[Document extract Boundary: Start]
One year ago today I was eight weeks and three days pregnant. We were going in for our first ultrasound to check for a heartbeat. I can remember telling myself – and Kyle – not to get too excited yet. That first trimester miscarriage was so common. I still never expected to walk out of that office knowing our baby was dead. I spent the rest of the day crying, clutching the only picture I would ever have of our first child, and frantically searching the Internet to see if it was possible the ultrasound tech had simply missed the tiny flicker of a heartbeat. I won’t go into the details of that story right now. If you missed that post, you can read it here.
I want to address what it’s like for me this time around. This year, I’m just about ten weeks farther along than I was last July 28th. I’m well into my second trimester. Things are going well so far, for which I am so grateful. Still, this pregnancy brings not only happiness, but many other feelings as well.
1. It’s hard not to worry.
I check for blood every day. Every single trip to the bathroom. Any new symptom (i.e. round ligament pain) is immediately googled. I don’t think any point of this pregnancy will feel ‘safe’. If I don’t feel movement for a while, I panic. I do not think I will truly relax until after our child is in our arms.
2. This baby could never replace the child we lost.
If our first pregnancy had not ended in miscarriage, that baby would be nearly five months old now. They would have a name, a personality. Likes and dislikes. They would be their own little person. Kyle and I will never get to know them here on earth. This new baby is a new little person. Not a substitute.
3. It’s hard to let myself bond with this baby.
I was looking forward to taking pictures every week of my growing bump. I wanted to document every single moment of this pregnancy. However, I find myself afraid to do so. Even now, at nearly the halfway mark, I’m scared to lose it all. I can only hope that future pregnancies won’t hold so much anxiety. Every little kick I feel makes it that much easier to get excited, though. I need to remember that losing this child will hurt regardless of how close I let myself get. I shouldn’t let it stop me from bonding with my baby.
4. I’m jealous of women that have a child to show for every pregnancy.
[Document extract Boundary: End]
Work instructions: Decide whether each statement agrees with the post on pregnancy after miscarriage, answering yes or no and quoting the deciding words: 1. The first ultrasound came at eight weeks and three days of pregnancy. 2. Now in the second trimester, the writer no longer checks for blood. 3. The writer sees the new baby as a substitute for the child who was lost.
[Dataset records Boundary: Start]
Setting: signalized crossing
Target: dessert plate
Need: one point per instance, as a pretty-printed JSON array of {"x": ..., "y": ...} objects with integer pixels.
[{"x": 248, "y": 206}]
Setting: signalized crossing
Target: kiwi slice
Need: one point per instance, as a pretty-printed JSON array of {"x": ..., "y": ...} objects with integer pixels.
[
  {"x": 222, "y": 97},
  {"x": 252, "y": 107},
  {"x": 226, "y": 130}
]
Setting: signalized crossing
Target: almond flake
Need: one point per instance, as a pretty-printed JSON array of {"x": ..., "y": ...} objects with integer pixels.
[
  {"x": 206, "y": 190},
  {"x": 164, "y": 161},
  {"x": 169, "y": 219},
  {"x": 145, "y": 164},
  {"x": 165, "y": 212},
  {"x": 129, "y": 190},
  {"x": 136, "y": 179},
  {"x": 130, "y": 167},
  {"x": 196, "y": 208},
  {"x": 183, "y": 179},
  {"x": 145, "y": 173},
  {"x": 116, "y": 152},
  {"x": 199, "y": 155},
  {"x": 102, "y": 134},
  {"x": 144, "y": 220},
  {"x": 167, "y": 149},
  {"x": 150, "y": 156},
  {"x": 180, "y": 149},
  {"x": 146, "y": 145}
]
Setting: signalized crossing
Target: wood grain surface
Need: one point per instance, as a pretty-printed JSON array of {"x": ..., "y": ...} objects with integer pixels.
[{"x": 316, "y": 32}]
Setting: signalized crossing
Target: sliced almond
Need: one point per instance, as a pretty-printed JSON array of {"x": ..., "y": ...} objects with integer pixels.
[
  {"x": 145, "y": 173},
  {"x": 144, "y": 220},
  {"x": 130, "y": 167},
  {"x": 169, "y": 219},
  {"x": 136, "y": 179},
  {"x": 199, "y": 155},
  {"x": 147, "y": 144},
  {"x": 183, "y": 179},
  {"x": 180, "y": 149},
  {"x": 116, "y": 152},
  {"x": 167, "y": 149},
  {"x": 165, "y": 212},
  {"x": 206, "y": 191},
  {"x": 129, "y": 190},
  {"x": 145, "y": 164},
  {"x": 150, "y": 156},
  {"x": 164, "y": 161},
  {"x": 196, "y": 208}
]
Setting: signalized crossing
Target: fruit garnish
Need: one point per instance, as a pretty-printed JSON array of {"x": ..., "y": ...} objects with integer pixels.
[Dataset records Boundary: End]
Answer section:
1. Yes: "One year ago today I was eight weeks and three days pregnant. We were going in for our first ultrasound to check for a heartbeat."
2. No: "I check for blood every day."
3. No: "This new baby is a new little person. Not a substitute."